Dataset entries
######

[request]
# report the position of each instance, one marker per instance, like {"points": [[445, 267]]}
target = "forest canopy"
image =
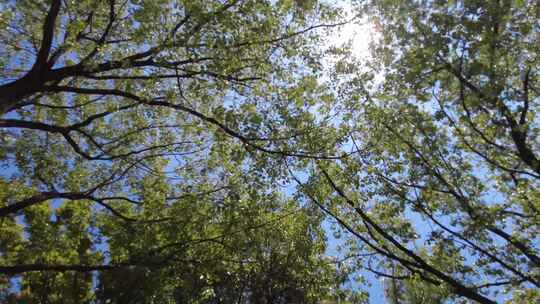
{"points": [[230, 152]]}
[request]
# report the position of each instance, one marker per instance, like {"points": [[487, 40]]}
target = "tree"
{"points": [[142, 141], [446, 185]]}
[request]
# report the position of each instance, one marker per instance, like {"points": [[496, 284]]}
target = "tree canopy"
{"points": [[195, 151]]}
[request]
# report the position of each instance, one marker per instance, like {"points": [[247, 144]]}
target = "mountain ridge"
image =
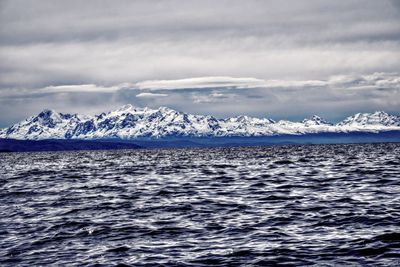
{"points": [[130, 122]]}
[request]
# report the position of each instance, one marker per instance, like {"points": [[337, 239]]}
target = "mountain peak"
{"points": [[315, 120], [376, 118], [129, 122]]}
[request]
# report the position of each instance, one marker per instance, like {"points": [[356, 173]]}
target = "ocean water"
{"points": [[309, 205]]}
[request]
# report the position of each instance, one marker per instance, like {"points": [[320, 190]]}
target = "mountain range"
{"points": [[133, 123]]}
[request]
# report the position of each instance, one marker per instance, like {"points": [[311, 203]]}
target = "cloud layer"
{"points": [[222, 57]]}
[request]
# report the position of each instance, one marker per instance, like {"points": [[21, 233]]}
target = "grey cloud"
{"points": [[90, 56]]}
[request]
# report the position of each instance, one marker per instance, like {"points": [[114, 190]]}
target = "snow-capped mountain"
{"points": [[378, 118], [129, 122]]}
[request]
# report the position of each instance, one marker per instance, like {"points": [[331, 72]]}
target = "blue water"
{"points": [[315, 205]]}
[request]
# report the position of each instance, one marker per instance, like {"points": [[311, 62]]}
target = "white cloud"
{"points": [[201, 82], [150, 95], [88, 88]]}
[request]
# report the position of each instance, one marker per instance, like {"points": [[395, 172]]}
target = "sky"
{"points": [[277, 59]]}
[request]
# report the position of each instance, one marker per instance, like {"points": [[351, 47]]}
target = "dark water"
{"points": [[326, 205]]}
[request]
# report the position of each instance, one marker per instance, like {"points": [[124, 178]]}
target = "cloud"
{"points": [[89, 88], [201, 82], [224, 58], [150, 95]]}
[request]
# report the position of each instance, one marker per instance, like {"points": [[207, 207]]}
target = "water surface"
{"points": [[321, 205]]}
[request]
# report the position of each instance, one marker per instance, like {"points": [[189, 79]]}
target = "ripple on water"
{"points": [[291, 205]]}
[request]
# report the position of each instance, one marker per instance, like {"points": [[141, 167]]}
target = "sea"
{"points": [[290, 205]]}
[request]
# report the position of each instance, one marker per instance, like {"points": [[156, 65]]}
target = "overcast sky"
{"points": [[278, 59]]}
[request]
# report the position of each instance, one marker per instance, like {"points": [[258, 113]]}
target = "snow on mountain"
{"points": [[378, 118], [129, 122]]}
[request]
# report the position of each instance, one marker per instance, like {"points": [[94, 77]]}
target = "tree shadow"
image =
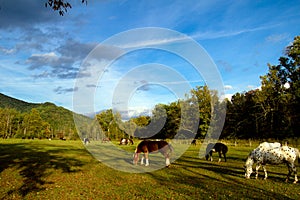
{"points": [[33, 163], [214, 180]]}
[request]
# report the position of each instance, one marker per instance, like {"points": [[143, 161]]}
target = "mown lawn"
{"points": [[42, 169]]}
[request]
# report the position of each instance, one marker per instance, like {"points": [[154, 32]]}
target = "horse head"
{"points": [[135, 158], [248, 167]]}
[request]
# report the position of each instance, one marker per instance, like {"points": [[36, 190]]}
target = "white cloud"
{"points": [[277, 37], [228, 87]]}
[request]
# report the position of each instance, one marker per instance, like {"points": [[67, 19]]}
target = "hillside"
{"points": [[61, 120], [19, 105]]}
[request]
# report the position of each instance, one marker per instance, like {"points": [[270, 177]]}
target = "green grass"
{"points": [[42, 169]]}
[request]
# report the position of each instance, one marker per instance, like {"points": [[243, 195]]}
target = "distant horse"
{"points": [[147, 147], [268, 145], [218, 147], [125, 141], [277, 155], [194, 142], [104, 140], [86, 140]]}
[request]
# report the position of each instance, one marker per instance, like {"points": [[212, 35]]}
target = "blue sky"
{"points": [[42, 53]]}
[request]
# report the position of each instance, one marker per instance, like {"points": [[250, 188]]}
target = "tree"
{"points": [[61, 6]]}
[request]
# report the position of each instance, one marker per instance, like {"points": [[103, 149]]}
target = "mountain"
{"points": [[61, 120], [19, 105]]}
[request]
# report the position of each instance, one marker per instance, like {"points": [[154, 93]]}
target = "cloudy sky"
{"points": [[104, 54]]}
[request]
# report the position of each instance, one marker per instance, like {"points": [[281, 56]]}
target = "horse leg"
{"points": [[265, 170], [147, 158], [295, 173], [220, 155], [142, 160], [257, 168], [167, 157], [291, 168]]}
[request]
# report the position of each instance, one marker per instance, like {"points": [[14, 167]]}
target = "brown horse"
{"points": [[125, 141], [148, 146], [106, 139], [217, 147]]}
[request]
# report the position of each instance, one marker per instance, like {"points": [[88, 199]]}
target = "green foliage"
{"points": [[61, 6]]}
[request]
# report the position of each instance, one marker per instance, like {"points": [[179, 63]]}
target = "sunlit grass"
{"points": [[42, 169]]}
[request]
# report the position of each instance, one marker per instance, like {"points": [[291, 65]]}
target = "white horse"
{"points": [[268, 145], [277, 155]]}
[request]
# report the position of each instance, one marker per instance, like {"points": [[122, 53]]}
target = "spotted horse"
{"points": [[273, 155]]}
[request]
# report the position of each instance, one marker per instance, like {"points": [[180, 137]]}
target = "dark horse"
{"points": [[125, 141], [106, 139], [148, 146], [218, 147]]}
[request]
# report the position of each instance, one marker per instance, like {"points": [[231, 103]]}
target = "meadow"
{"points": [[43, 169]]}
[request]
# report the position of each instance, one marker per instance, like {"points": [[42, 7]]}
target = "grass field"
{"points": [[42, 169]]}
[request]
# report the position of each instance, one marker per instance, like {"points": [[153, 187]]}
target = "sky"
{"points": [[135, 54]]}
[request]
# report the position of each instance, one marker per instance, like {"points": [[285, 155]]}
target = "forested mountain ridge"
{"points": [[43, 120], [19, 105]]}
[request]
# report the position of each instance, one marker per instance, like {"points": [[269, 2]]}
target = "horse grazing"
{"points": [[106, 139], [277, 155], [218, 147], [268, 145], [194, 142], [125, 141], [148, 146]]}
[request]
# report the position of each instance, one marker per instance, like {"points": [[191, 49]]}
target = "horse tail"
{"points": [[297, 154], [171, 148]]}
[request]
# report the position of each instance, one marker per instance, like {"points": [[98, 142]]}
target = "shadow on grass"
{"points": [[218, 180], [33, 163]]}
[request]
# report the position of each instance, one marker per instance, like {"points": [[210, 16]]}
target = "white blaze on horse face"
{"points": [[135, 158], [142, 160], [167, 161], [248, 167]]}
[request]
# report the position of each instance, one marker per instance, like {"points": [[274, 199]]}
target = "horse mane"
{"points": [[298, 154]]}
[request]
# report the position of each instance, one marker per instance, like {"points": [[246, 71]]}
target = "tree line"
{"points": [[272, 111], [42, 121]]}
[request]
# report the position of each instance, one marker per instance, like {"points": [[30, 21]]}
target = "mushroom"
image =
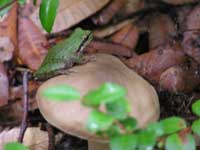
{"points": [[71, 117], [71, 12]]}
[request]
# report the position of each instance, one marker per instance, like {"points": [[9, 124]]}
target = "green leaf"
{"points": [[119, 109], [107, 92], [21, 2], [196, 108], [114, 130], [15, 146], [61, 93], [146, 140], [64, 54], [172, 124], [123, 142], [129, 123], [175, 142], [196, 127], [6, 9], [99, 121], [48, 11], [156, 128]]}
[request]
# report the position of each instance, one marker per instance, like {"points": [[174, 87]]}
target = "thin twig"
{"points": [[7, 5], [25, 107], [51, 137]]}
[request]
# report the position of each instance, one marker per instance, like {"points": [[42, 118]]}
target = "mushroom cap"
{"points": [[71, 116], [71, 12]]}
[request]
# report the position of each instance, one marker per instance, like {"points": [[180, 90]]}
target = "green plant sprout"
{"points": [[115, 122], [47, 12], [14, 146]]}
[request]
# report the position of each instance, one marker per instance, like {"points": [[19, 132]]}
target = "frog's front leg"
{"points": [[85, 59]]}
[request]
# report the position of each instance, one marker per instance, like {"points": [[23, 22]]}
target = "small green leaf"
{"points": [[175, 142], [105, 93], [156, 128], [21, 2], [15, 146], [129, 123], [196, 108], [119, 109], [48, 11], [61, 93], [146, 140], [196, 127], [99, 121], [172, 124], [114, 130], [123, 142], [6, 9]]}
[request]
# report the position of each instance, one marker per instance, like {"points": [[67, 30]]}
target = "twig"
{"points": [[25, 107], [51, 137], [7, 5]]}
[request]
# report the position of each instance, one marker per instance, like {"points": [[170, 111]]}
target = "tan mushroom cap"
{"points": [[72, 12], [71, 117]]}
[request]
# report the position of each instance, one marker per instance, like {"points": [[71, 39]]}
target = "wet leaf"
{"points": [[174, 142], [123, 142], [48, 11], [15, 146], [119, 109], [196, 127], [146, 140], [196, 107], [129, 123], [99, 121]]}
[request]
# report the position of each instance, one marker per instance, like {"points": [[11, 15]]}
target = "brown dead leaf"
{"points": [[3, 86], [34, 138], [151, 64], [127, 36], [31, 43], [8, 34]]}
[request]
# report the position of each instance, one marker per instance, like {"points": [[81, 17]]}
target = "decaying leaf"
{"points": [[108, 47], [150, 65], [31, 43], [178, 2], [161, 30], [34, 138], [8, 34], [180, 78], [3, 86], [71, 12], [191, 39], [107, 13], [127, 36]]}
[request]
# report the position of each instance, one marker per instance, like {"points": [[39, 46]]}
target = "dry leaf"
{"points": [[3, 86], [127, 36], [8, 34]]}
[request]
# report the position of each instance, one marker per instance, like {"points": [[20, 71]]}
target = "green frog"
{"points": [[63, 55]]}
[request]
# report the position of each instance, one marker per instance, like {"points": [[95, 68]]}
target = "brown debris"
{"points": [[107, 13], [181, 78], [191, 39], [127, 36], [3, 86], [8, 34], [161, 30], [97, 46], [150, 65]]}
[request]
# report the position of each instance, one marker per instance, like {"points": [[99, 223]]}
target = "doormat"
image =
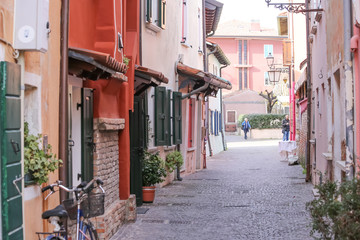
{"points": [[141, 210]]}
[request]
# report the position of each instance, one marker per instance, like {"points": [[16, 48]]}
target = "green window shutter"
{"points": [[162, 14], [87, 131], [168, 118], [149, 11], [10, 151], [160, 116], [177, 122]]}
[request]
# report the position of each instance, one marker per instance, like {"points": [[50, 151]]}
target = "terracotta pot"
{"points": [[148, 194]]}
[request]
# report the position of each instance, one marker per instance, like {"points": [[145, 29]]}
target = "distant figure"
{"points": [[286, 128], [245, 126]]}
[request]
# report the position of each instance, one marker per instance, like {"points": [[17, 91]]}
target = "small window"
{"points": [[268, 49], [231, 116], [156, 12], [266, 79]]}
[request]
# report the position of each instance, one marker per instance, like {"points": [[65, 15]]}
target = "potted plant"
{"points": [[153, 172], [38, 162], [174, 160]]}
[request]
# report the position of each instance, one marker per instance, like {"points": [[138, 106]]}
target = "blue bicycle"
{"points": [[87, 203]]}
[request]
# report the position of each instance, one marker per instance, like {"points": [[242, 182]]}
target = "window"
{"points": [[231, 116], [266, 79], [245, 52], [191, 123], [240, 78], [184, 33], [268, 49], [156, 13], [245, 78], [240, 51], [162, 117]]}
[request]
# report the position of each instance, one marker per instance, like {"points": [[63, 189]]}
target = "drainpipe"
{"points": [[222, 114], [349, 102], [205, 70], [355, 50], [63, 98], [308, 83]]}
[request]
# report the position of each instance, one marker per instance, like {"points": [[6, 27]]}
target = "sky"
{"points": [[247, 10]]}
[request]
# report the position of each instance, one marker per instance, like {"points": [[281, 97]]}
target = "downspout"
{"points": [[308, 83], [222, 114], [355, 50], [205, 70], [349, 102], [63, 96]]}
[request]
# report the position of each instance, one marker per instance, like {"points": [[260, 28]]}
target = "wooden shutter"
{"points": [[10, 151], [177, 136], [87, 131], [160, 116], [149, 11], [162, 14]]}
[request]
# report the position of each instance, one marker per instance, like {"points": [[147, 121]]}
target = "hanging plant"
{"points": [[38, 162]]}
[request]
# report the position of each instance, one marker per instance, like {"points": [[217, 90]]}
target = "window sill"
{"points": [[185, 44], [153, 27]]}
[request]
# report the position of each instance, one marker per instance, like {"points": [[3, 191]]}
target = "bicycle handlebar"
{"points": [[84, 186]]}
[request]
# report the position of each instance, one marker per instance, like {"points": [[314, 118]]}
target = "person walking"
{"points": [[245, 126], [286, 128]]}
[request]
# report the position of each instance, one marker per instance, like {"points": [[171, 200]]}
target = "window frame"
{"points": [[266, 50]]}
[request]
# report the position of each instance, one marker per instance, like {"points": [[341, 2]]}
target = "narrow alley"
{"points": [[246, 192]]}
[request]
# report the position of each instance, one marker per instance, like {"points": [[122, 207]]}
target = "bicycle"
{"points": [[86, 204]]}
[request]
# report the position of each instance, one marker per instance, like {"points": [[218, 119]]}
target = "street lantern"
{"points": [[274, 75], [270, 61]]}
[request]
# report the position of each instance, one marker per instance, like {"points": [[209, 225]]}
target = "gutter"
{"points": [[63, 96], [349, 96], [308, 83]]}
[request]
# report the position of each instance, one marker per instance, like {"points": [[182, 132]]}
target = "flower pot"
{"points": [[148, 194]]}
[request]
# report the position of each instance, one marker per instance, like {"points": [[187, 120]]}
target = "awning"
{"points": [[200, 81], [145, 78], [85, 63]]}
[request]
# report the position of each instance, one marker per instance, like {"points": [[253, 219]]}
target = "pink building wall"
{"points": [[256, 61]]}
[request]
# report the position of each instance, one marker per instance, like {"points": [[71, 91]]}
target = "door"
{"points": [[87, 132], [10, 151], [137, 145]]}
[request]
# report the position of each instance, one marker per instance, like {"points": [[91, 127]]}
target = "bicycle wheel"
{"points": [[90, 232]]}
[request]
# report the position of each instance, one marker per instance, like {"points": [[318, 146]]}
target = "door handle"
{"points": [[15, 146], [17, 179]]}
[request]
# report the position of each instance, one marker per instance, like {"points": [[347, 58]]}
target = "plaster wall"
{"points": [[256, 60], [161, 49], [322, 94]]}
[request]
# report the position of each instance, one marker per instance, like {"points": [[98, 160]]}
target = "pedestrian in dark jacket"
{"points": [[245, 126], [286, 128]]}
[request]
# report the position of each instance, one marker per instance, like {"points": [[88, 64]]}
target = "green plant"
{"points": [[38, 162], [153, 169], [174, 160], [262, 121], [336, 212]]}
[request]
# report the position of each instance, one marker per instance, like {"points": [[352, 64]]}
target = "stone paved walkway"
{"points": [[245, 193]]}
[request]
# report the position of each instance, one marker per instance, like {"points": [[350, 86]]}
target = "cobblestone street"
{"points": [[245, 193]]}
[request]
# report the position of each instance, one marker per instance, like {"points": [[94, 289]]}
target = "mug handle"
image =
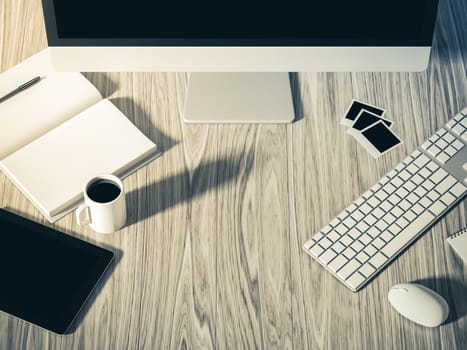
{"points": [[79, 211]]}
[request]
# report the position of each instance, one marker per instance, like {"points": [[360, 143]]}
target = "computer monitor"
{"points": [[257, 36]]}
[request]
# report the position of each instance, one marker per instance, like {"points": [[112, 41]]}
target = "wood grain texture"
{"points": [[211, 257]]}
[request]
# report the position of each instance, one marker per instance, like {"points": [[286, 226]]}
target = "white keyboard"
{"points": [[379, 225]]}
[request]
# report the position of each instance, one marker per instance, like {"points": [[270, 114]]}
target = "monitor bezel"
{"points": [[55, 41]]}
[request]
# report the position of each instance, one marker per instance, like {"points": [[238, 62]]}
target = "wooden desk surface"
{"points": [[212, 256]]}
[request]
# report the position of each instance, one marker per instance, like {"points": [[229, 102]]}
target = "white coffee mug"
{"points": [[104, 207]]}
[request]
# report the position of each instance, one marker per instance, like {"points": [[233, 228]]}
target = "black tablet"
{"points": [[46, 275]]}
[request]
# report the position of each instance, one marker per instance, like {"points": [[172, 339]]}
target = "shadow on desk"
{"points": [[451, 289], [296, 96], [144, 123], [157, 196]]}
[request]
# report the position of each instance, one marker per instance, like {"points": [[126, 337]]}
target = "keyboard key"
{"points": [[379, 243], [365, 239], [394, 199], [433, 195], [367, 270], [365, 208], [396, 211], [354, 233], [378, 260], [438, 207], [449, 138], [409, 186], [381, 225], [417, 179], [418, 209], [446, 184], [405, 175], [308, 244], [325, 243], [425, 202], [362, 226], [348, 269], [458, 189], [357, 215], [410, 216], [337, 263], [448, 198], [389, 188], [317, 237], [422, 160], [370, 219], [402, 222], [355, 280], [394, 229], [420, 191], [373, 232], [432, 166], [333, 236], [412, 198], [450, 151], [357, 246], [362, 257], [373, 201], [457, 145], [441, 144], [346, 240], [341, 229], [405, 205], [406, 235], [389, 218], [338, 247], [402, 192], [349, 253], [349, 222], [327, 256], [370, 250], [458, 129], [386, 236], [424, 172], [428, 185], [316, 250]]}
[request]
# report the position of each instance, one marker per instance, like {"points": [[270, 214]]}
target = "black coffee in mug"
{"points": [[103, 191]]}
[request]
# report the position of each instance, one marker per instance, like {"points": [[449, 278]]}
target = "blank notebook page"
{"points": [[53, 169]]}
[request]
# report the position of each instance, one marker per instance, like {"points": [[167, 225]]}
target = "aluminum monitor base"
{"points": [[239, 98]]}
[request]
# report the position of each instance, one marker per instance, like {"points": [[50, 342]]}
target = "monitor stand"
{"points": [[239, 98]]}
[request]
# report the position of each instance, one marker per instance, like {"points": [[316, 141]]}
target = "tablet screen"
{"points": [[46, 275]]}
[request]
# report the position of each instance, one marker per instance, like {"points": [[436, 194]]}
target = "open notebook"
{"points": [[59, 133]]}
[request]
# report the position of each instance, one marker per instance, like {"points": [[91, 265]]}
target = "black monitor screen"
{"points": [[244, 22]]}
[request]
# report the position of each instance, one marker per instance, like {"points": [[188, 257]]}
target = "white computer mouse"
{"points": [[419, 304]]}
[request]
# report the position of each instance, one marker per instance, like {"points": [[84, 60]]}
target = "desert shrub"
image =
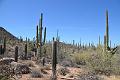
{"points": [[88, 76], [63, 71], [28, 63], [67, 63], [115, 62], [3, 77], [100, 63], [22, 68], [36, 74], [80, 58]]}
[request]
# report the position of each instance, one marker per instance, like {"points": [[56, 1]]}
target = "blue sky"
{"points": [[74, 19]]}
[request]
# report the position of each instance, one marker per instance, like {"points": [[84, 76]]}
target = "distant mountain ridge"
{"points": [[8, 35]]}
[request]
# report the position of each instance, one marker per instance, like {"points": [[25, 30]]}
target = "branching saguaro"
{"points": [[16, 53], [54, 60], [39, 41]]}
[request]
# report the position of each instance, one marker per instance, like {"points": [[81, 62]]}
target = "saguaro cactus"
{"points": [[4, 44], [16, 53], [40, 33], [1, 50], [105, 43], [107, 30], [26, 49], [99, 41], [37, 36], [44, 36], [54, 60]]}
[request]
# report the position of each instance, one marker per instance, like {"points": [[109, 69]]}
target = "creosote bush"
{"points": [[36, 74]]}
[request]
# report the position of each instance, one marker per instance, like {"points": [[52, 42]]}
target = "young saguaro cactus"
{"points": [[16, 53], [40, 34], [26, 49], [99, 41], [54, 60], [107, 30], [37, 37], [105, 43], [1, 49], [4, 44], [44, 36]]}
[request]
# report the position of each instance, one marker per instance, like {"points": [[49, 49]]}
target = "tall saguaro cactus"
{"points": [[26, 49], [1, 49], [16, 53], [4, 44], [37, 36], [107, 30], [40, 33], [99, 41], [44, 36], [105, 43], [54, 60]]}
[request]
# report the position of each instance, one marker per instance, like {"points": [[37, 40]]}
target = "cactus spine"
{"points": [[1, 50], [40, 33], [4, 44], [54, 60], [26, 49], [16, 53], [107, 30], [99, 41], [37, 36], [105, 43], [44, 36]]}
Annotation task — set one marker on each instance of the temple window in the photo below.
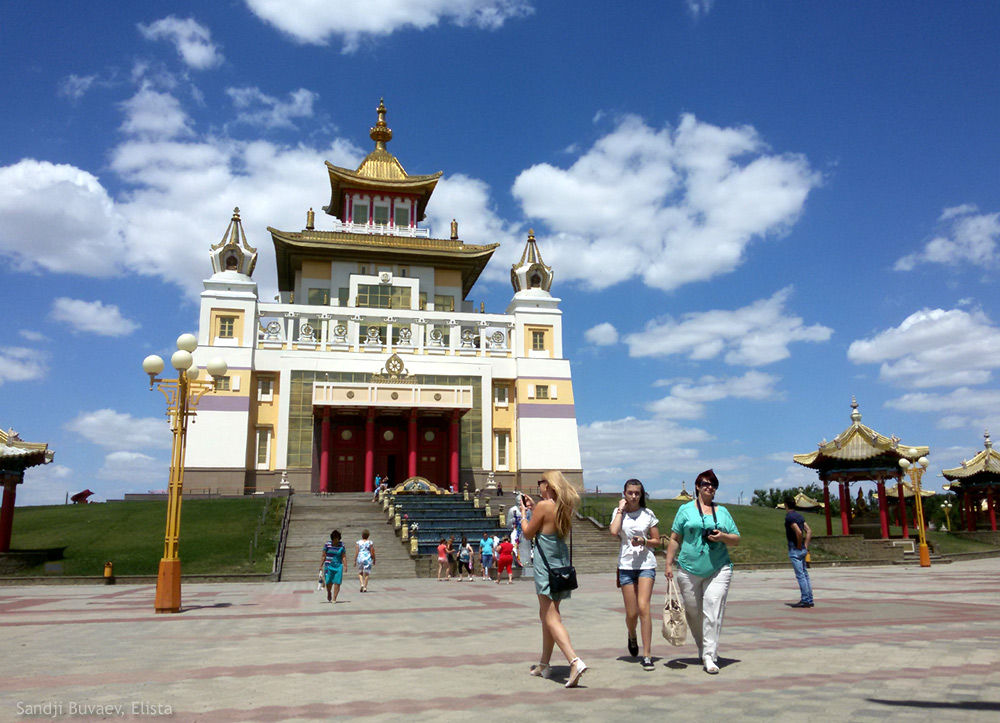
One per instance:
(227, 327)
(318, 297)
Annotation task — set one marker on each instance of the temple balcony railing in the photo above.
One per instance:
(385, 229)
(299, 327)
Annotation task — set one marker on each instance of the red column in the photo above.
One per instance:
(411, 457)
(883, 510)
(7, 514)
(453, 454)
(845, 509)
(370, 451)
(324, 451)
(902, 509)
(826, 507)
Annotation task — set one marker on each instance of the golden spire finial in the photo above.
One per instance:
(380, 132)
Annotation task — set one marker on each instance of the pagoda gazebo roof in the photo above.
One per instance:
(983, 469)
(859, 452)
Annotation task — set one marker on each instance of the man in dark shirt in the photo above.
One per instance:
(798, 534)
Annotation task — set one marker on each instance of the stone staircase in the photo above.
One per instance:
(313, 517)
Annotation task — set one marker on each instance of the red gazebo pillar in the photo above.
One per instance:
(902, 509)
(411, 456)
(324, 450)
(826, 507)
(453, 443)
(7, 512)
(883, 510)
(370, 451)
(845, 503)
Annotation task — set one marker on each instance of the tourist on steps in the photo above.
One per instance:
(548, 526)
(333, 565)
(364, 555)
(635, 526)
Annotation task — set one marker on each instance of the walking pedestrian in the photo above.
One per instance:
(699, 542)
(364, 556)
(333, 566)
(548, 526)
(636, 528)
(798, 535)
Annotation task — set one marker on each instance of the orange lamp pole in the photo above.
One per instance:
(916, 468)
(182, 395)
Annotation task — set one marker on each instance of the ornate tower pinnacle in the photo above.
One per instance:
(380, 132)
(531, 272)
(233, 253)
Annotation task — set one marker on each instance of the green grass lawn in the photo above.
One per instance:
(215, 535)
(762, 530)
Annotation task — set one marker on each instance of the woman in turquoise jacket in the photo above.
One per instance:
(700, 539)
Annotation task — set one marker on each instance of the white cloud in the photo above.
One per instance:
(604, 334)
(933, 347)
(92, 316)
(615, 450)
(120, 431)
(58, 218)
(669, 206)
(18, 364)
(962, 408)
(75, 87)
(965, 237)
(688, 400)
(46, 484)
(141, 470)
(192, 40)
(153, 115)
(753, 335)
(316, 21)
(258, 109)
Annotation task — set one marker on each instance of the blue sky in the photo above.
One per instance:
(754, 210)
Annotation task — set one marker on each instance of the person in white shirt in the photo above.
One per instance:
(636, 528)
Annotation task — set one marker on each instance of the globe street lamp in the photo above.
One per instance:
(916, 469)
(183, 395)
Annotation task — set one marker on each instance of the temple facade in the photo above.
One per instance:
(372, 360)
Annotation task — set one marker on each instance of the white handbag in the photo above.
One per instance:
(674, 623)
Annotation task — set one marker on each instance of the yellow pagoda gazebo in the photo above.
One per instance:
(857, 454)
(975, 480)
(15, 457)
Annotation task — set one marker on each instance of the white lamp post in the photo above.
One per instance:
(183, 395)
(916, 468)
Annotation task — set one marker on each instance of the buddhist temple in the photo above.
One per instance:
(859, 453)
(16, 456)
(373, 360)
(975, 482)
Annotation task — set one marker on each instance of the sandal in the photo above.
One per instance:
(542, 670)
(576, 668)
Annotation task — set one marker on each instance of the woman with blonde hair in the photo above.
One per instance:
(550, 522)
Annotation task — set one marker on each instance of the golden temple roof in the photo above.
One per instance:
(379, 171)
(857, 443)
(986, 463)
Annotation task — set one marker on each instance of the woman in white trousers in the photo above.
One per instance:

######

Assigned task
From the entries, copy every line in which the word "woman" occurs.

Written response
Annotation task — set one marker on each instance of the woman in turquoise jacket in the photo above.
Annotation task — set one marker on each instance of the woman with blonde hair in the photo above.
Annotation task — set one marker on each instance of the woman in white trousers in the photo above.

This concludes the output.